Top of Supplied text

Brennan took it upon himself to rewatch hours of the hotel's surveillance footage from the morning Budnytska was attacked. One man piqued his interest — a guy seen chatting with and entering the elevator with Budnytska at 3:41 a.m. Brennan noticed the man leaving the hotel less than two hours later with a heavy suitcase and realized there was one possible explanation: Budnytska had been stuffed inside.

Through further investigation, Brennan was able to identify the man as Michael Lee Jones, a food concessions employee who'd been in town working at the Miami Boat Show. After a long nationwide search, the investigator learned Jones was managing concessions at a minor-league baseball park in Maryland.

Foote traveled to Maryland to interview Jones, who denied sexually assaulting anyone but agreed to provide a DNA sample. Ultimately, police say, that evidence matched the sample from the crime scene, and Jones was charged with sexual battery and kidnapping.

Bottom of Supplied text
Top of Data supplied

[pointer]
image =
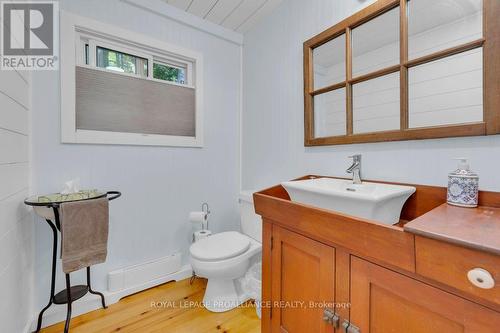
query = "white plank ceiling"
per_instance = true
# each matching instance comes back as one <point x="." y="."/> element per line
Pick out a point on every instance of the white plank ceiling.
<point x="237" y="15"/>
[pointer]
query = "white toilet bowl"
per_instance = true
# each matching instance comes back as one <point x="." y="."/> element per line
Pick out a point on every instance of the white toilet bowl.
<point x="223" y="266"/>
<point x="224" y="258"/>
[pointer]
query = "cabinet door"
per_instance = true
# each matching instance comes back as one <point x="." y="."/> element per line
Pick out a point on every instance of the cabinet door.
<point x="383" y="301"/>
<point x="303" y="280"/>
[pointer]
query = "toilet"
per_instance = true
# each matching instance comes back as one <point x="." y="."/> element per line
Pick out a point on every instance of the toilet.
<point x="224" y="258"/>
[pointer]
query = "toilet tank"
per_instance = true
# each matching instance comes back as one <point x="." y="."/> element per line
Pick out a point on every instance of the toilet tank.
<point x="251" y="223"/>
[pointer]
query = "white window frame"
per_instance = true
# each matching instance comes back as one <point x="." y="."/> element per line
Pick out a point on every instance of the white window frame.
<point x="76" y="31"/>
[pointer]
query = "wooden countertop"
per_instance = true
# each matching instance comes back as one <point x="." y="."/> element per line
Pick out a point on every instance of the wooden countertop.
<point x="477" y="228"/>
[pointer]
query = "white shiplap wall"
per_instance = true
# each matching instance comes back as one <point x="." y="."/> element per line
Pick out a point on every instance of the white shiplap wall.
<point x="273" y="114"/>
<point x="16" y="223"/>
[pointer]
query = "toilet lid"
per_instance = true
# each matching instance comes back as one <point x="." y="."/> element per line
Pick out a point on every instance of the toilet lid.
<point x="220" y="246"/>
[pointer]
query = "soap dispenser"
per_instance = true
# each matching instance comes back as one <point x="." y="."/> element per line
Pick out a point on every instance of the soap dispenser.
<point x="463" y="186"/>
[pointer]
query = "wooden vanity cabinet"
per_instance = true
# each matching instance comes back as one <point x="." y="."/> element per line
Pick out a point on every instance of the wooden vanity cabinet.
<point x="324" y="272"/>
<point x="384" y="301"/>
<point x="303" y="283"/>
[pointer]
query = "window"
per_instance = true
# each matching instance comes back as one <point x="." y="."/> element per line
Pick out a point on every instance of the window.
<point x="404" y="69"/>
<point x="169" y="73"/>
<point x="121" y="62"/>
<point x="125" y="88"/>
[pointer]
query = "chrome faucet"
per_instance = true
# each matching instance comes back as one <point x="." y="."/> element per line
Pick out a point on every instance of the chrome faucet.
<point x="355" y="169"/>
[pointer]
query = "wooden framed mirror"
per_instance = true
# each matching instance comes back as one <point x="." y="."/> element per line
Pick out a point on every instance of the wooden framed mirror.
<point x="405" y="69"/>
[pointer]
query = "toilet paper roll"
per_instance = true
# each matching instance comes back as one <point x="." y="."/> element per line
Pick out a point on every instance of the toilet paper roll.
<point x="201" y="234"/>
<point x="197" y="217"/>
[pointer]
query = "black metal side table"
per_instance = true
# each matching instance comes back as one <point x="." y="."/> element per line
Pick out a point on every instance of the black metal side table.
<point x="48" y="207"/>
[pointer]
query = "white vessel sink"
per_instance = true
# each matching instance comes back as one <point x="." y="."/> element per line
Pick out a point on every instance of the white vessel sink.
<point x="374" y="201"/>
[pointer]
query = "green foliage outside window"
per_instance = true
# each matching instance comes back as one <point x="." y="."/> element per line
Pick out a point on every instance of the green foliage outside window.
<point x="168" y="73"/>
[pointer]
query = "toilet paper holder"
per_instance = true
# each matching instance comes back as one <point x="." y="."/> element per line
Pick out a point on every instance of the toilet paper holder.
<point x="205" y="209"/>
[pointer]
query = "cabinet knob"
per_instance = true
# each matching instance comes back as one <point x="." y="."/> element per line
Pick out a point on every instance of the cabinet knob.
<point x="481" y="278"/>
<point x="331" y="317"/>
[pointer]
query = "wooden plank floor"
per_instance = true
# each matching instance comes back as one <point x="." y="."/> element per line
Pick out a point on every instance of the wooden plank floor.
<point x="136" y="313"/>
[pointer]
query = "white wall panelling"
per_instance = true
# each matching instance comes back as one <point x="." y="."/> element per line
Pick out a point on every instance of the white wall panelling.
<point x="160" y="185"/>
<point x="273" y="118"/>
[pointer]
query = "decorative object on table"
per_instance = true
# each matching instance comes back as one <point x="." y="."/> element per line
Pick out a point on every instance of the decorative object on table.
<point x="71" y="186"/>
<point x="463" y="186"/>
<point x="51" y="203"/>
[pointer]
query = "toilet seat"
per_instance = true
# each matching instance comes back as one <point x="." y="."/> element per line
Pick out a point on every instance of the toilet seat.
<point x="220" y="246"/>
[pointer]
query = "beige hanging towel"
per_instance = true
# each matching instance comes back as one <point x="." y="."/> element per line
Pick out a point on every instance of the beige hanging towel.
<point x="84" y="230"/>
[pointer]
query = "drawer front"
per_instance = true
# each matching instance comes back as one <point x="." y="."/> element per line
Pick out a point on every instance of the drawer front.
<point x="474" y="272"/>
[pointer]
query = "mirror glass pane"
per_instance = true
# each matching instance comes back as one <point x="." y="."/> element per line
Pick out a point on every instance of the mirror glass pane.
<point x="447" y="91"/>
<point x="329" y="63"/>
<point x="435" y="25"/>
<point x="330" y="113"/>
<point x="376" y="104"/>
<point x="375" y="44"/>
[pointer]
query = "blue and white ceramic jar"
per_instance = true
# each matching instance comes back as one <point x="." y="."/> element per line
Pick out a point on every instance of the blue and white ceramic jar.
<point x="463" y="186"/>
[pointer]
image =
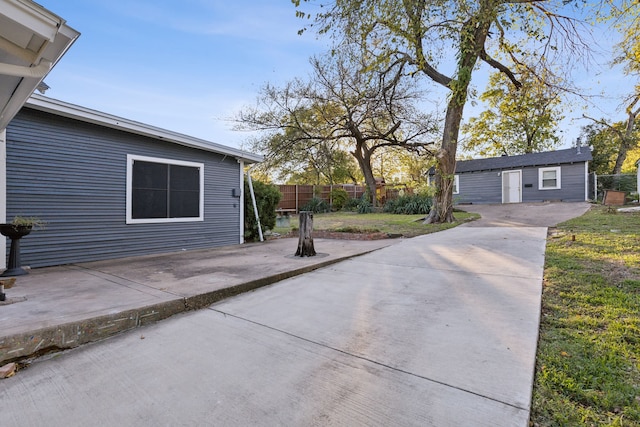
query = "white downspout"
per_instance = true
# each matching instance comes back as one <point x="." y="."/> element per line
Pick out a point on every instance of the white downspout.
<point x="253" y="199"/>
<point x="3" y="193"/>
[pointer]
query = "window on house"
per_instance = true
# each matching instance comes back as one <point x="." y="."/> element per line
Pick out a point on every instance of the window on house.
<point x="549" y="178"/>
<point x="162" y="190"/>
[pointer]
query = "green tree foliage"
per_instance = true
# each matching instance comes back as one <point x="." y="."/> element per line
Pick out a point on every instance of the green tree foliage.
<point x="267" y="199"/>
<point x="625" y="16"/>
<point x="426" y="34"/>
<point x="345" y="105"/>
<point x="517" y="121"/>
<point x="605" y="147"/>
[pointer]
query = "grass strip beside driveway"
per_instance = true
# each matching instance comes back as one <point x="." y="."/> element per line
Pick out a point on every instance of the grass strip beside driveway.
<point x="588" y="361"/>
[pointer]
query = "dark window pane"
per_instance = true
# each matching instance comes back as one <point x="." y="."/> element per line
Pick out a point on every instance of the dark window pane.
<point x="185" y="178"/>
<point x="165" y="191"/>
<point x="149" y="175"/>
<point x="149" y="203"/>
<point x="185" y="204"/>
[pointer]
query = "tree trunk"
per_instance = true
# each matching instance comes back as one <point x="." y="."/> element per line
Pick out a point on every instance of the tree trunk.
<point x="442" y="209"/>
<point x="305" y="240"/>
<point x="626" y="141"/>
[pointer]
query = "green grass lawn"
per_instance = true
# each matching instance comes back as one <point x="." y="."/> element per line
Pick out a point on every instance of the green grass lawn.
<point x="407" y="225"/>
<point x="588" y="361"/>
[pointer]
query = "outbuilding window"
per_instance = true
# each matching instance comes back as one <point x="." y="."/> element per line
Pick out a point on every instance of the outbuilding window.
<point x="549" y="178"/>
<point x="164" y="190"/>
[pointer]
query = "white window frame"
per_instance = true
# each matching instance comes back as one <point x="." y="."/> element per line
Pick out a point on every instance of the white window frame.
<point x="133" y="157"/>
<point x="557" y="170"/>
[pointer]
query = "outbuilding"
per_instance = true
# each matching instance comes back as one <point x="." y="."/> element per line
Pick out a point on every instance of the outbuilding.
<point x="109" y="187"/>
<point x="560" y="175"/>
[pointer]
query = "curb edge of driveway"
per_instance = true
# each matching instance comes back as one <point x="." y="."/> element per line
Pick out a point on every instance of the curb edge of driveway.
<point x="25" y="346"/>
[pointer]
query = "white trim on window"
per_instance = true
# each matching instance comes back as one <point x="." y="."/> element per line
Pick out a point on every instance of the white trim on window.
<point x="456" y="184"/>
<point x="131" y="158"/>
<point x="550" y="178"/>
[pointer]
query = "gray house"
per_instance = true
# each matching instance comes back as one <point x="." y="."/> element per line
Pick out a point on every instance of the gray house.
<point x="109" y="187"/>
<point x="560" y="175"/>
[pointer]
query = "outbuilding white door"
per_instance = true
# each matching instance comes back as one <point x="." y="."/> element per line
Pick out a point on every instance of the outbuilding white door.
<point x="512" y="187"/>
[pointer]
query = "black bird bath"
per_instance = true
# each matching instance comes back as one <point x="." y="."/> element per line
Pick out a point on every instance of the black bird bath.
<point x="15" y="233"/>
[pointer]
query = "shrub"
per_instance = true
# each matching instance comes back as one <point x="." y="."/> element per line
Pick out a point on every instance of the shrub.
<point x="409" y="204"/>
<point x="267" y="198"/>
<point x="316" y="205"/>
<point x="339" y="198"/>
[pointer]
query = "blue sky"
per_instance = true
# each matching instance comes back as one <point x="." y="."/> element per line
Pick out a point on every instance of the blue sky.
<point x="190" y="65"/>
<point x="185" y="65"/>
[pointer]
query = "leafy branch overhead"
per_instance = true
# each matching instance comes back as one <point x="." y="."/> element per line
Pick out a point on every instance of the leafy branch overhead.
<point x="425" y="35"/>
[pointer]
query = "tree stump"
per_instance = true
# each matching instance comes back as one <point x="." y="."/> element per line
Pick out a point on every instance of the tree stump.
<point x="305" y="240"/>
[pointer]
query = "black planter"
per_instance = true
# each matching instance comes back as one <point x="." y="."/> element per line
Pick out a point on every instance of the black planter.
<point x="15" y="233"/>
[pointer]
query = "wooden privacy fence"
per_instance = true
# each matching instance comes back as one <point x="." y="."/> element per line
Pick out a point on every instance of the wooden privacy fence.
<point x="295" y="197"/>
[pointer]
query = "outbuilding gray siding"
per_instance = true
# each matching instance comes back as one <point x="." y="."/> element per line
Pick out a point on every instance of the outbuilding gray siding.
<point x="72" y="174"/>
<point x="486" y="186"/>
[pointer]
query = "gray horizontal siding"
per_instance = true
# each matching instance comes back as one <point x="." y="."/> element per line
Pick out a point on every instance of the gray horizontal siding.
<point x="486" y="186"/>
<point x="73" y="175"/>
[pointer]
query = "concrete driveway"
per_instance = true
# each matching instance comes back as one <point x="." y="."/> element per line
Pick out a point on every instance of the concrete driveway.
<point x="525" y="214"/>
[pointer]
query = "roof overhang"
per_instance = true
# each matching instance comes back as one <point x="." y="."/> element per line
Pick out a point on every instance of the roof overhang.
<point x="32" y="41"/>
<point x="64" y="109"/>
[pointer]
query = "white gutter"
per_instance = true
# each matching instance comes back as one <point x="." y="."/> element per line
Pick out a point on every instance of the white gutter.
<point x="76" y="112"/>
<point x="36" y="72"/>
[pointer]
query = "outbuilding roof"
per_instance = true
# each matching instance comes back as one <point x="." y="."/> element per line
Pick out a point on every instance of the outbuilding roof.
<point x="547" y="158"/>
<point x="65" y="109"/>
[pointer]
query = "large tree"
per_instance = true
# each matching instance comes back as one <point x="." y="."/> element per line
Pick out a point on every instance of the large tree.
<point x="428" y="35"/>
<point x="344" y="102"/>
<point x="604" y="140"/>
<point x="516" y="121"/>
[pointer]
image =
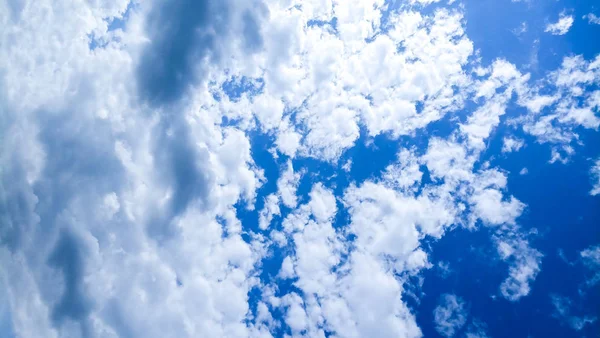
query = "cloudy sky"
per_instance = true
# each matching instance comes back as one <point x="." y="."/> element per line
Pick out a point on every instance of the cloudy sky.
<point x="288" y="168"/>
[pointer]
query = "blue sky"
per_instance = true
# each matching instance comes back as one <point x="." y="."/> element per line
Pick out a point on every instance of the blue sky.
<point x="300" y="168"/>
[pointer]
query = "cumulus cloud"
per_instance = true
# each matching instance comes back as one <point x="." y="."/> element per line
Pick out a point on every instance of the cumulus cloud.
<point x="591" y="260"/>
<point x="450" y="315"/>
<point x="595" y="173"/>
<point x="511" y="144"/>
<point x="562" y="26"/>
<point x="129" y="154"/>
<point x="592" y="18"/>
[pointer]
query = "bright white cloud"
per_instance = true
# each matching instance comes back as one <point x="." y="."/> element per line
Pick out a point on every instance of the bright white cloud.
<point x="562" y="26"/>
<point x="592" y="18"/>
<point x="595" y="174"/>
<point x="511" y="144"/>
<point x="591" y="260"/>
<point x="118" y="197"/>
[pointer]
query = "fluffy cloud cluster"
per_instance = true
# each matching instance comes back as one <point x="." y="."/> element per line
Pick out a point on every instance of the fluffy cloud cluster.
<point x="126" y="156"/>
<point x="562" y="26"/>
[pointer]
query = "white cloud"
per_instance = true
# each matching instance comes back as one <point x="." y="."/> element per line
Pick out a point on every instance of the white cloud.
<point x="450" y="315"/>
<point x="511" y="144"/>
<point x="125" y="207"/>
<point x="562" y="26"/>
<point x="595" y="174"/>
<point x="591" y="260"/>
<point x="592" y="18"/>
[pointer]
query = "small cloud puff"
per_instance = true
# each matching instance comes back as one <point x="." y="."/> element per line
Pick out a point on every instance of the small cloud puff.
<point x="562" y="26"/>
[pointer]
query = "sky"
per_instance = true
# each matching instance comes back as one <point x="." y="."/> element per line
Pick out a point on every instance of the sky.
<point x="287" y="168"/>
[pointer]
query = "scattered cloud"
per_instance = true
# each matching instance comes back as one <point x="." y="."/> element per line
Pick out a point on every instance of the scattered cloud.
<point x="562" y="26"/>
<point x="595" y="173"/>
<point x="591" y="260"/>
<point x="592" y="18"/>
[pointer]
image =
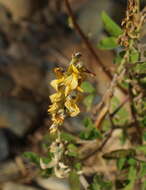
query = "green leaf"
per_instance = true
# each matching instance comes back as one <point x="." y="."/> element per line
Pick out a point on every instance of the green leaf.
<point x="74" y="181"/>
<point x="100" y="184"/>
<point x="33" y="157"/>
<point x="134" y="56"/>
<point x="143" y="186"/>
<point x="121" y="153"/>
<point x="72" y="150"/>
<point x="141" y="148"/>
<point x="122" y="116"/>
<point x="87" y="87"/>
<point x="108" y="43"/>
<point x="78" y="166"/>
<point x="144" y="136"/>
<point x="88" y="101"/>
<point x="88" y="122"/>
<point x="142" y="171"/>
<point x="110" y="26"/>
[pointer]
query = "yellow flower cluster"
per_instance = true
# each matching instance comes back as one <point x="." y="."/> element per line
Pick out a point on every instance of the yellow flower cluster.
<point x="67" y="86"/>
<point x="132" y="23"/>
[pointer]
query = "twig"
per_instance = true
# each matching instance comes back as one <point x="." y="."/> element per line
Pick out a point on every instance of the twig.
<point x="119" y="107"/>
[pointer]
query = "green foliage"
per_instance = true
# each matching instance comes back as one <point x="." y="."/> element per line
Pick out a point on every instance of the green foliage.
<point x="110" y="26"/>
<point x="121" y="153"/>
<point x="108" y="43"/>
<point x="88" y="100"/>
<point x="72" y="150"/>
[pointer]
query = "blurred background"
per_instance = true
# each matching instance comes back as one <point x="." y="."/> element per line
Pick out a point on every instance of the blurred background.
<point x="35" y="37"/>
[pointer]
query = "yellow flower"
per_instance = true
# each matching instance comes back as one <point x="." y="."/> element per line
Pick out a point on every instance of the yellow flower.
<point x="56" y="97"/>
<point x="56" y="83"/>
<point x="71" y="83"/>
<point x="53" y="108"/>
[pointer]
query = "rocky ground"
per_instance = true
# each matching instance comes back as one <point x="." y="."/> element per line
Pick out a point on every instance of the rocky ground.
<point x="32" y="43"/>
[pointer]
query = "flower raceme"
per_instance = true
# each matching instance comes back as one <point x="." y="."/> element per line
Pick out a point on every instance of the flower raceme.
<point x="67" y="86"/>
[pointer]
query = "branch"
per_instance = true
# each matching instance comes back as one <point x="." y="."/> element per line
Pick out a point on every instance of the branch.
<point x="133" y="113"/>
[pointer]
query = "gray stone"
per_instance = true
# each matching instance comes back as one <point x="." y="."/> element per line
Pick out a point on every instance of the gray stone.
<point x="15" y="186"/>
<point x="17" y="115"/>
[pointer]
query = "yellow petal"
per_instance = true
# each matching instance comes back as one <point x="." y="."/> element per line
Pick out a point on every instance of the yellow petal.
<point x="56" y="97"/>
<point x="71" y="83"/>
<point x="72" y="107"/>
<point x="73" y="69"/>
<point x="53" y="108"/>
<point x="56" y="83"/>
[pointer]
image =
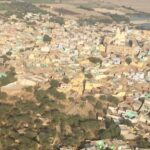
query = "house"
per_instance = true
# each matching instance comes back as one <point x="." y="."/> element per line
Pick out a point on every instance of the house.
<point x="2" y="74"/>
<point x="130" y="115"/>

Bottom of Data supplied

• _Your tasks_:
a) Transcribe everything in the passage about the Budnytska investigation from "Brennan took it" down to "park in Maryland.".
b) Go on with the account of the Budnytska case, starting right after its final sentence.

• _Answer list_:
a)
Brennan took it upon himself to rewatch hours of the hotel's surveillance footage from the morning Budnytska was attacked. One man piqued his interest — a guy seen chatting with and entering the elevator with Budnytska at 3:41 a.m. Brennan noticed the man leaving the hotel less than two hours later with a heavy suitcase and realized there was one possible explanation: Budnytska had been stuffed inside.

Through further investigation, Brennan was able to identify the man as Michael Lee Jones, a food concessions employee who'd been in town working at the Miami Boat Show. After a long nationwide search, the investigator learned Jones was managing concessions at a minor-league baseball park in Maryland.

b)
After Miami-Dade Police input Jones' DNA into a national database, his sample reportedly matched evidence in three other cases: one in Colorado Springs and two in New Orleans.

In the end, Jones pleaded guilty in 2006 to charges of sexual battery with a weapon and aggravated battery in the Miami case and was sentenced to two years in Florida prison. Following his release in 2008, he was tried for the case in Colorado, to which he pleaded not guilty. In the end, Jones was convicted by a jury there and sentenced to 24 years to life.

"I feel happy [about the sentence]," Budnytska told 20/20. "The criminal is where he's supposed to be, and he is never gonna hurt nobody in the future."